(How to complete this task): Your answer must be an exact copy of the data below.
------------
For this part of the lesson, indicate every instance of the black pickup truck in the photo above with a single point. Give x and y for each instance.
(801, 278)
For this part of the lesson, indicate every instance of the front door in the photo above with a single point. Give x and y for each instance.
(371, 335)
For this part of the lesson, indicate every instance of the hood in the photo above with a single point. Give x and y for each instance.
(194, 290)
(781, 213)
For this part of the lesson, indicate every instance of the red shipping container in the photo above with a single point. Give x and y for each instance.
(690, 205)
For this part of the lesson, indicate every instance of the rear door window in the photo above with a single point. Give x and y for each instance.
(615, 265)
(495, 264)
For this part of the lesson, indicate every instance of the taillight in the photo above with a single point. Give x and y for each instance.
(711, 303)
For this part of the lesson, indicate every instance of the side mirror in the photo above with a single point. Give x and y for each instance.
------------
(Result):
For this part of the lesson, indicate every instance of the black pickup truck in the photo above with a single point. Give x and y for each instance.
(801, 278)
For this part of the lesson, indicate every instance of the front door in the photo above with a single point. Give x and y for each instance.
(371, 335)
For this part of the lesson, indicate every instance of the hood in the photo above with a single point. Give x and y for each instance.
(194, 290)
(781, 213)
For this part of the lesson, indicate every instance of the red shipping container in the photo above with a single point. Give x and y for each instance.
(690, 205)
For this part of the lesson, indicate every instance of the rear door window in the photo above with a single point. Give x and y for each instance.
(615, 265)
(495, 264)
For this part of the lesson, indicate every instance of the taillight in the photo above with a single point. Give x and y for each instance.
(711, 303)
For this part of the lesson, indicate every instance of the side mirror in the photo above with a single point. Give x and y for each instance.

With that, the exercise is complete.